§ **PROBLEM STATEMENT**:
Give back every entry, copied exactly.

§ **RECORDS SUPPLIED**:

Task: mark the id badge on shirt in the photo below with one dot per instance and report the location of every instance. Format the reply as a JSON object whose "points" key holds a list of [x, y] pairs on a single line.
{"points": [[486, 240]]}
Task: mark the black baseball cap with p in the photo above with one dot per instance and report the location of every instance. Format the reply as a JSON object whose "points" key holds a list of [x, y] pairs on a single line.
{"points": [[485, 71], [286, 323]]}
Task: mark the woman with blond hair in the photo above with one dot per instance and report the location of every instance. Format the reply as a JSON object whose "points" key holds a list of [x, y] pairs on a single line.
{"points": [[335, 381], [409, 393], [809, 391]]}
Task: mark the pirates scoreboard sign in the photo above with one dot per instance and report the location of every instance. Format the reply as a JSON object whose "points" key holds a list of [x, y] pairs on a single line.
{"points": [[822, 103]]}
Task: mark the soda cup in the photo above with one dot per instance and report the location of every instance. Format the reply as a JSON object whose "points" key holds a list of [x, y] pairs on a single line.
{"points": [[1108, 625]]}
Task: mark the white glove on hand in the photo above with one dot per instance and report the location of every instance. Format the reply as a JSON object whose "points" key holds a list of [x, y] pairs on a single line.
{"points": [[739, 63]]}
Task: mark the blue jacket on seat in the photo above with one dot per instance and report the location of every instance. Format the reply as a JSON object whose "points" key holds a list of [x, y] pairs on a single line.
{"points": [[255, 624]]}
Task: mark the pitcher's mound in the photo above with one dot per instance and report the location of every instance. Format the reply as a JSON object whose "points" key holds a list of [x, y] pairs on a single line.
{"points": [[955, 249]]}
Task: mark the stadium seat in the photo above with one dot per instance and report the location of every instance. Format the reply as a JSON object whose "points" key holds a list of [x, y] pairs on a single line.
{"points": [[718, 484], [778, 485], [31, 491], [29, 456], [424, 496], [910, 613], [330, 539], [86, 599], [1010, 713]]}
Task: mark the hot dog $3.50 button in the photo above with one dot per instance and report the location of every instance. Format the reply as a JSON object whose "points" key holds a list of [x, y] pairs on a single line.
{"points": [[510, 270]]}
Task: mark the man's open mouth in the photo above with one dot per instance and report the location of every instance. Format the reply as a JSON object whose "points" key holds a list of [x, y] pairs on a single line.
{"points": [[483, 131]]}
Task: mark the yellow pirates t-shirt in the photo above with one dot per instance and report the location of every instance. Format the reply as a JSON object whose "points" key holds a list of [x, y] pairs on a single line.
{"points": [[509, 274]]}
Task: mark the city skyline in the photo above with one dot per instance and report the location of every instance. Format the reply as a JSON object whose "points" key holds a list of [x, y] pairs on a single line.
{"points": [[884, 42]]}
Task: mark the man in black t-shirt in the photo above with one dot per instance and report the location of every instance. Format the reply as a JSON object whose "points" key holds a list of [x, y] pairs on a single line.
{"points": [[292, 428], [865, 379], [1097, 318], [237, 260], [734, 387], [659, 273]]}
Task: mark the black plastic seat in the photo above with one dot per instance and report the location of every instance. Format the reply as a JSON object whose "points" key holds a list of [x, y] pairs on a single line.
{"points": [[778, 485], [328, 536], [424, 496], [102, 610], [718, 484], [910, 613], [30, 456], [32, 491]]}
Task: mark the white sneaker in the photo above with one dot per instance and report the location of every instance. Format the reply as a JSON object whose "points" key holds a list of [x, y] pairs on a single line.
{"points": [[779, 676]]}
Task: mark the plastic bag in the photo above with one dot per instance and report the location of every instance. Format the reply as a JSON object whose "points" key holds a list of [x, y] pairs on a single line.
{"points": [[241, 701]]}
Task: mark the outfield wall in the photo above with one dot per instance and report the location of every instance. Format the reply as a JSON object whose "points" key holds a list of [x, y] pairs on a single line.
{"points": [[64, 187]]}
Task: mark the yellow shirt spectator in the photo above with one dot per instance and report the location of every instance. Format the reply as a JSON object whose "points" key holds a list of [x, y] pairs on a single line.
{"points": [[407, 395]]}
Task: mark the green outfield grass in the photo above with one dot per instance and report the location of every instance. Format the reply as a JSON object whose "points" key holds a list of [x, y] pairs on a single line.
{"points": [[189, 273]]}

§ **EXERCISE OUTPUT**:
Task: mark the id badge on shirt in the photo below with one dot per instance and report the location of every instance. Format the reply as a JSON object whose "points" key holds a list of [x, y] pairs on a single line.
{"points": [[486, 240]]}
Task: mark the black baseball cap with p in the photo above with one dot per instance and report the location of every instance. Format the reply as a JSON object whose "points" key holds a list of [x, y] pairs on a single line.
{"points": [[485, 71], [286, 323]]}
Task: mark the woman with blond hair in the photo above with one dot per instance and report the location of every instance. Format the reply as a JSON object whose "points" key holds a list of [x, y] pairs on a single line.
{"points": [[335, 381], [409, 393], [809, 391]]}
Task: mark the pirates scoreboard sign in the photo above with one dot per instance and report the location of every instance. Format the reply as a JSON object whose "points" key holds a list of [x, y] pairs on a single line.
{"points": [[822, 103]]}
Task: mark the soda cup in the photo above with one dot per instance and report the location of every instance. Format the reply as a JSON object whose "points" key holds a list of [x, y] pairs on a single line.
{"points": [[1108, 625]]}
Task: mark the white glove on hand in the photo above with one dot per instance and report the location of every instance. Format the reply as a JSON object whose "points" key holds a list of [x, y] pairs on a single line.
{"points": [[739, 63]]}
Task: mark the blue jacket on seat in the photo above with one dot per instance and report the location of every instance. Format the reply as a JSON object whose "points" key holds a list of [x, y] pairs on a single line.
{"points": [[255, 624]]}
Task: mark the pitcher's mound in the photo above with one dot per instance and report the location of every instance. Format the reply as a JSON object whose "points" key holds a list of [x, y] pairs on a single line.
{"points": [[955, 249]]}
Task: mark the stadium seat in the photo above with one dot per instance and report the location of every instance. Format the reply as a JSON object whose "points" key holds a list of [x, y] pairs on a single line.
{"points": [[718, 484], [778, 485], [31, 491], [29, 456], [424, 496], [910, 613], [330, 539], [86, 599], [1010, 713]]}
Task: mark the hot dog $3.50 button in the photo above with one dot per instance and report the location of every instance. Format the reply as a JSON object whose "points" key holds a list of [x, y] pairs on a single line.
{"points": [[510, 270]]}
Task: mark the man's open mouth in the photo above with one dot per instance and report the location of every instance. Format the reply as a JSON object whose "points" key holds a list of [x, y] pairs on a single line.
{"points": [[483, 131]]}
Task: mark the yellow pirates t-shirt in the photo above with one dot per instance and report the location of every instance. Format the reply as a JSON object whose "points" key holds a list of [x, y] pairs on a single line.
{"points": [[509, 274]]}
Task: mark the city skyline in the photo above with one dot per instance and report the location of every instance. Format the reply as a JSON object whose "points" key holds a list of [x, y] pairs on a single line.
{"points": [[884, 42]]}
Task: mark the man in black t-shirt in the photo above with one dot per instance and report the location of every instance. Format the reply as a JSON object whose "points" key holds a list of [x, y] pairs on a single line.
{"points": [[292, 428], [865, 379], [1097, 318], [237, 260], [734, 387], [659, 273]]}
Task: mark the black plastic seat in the photo above with one dot per instance and report the location of every instance. Format the reply as a JSON object whose "points" key holds a list of [x, y] pairs on a single line.
{"points": [[778, 485], [328, 536], [424, 496], [102, 610], [718, 484], [910, 613], [30, 456], [32, 491]]}
Task: mark the white sneaker in the photo above with one dot per instance and report the location of every instance. Format the reply as a JSON object whose "points" key holds a list of [x, y] pairs on a single line.
{"points": [[779, 676]]}
Task: mark the plastic bag in the photo above with one dot per instance and report the location of every instance. Format the reply as a JSON object whose "points" key holds a list of [x, y] pairs on a single line.
{"points": [[241, 701]]}
Task: mark the outfield wall in the photo above with one dot per instance and report the location of every instance. Format the reply as a JSON object whose "points" key holds a list of [x, y] pairs on a single line.
{"points": [[64, 187]]}
Task: mark the yellow shirt spectator in the photo above with one dot per instance and report the location of every instance. Format the reply as a JSON object whose "points" key holds a list of [x, y] pairs on a single line.
{"points": [[407, 395]]}
Task: mark the green outfield grass in the photo above with one dot per instance and report the location of every instance. Format the reply as a JSON object whose "points" key holds a list of [x, y] pairs on a single line.
{"points": [[189, 273]]}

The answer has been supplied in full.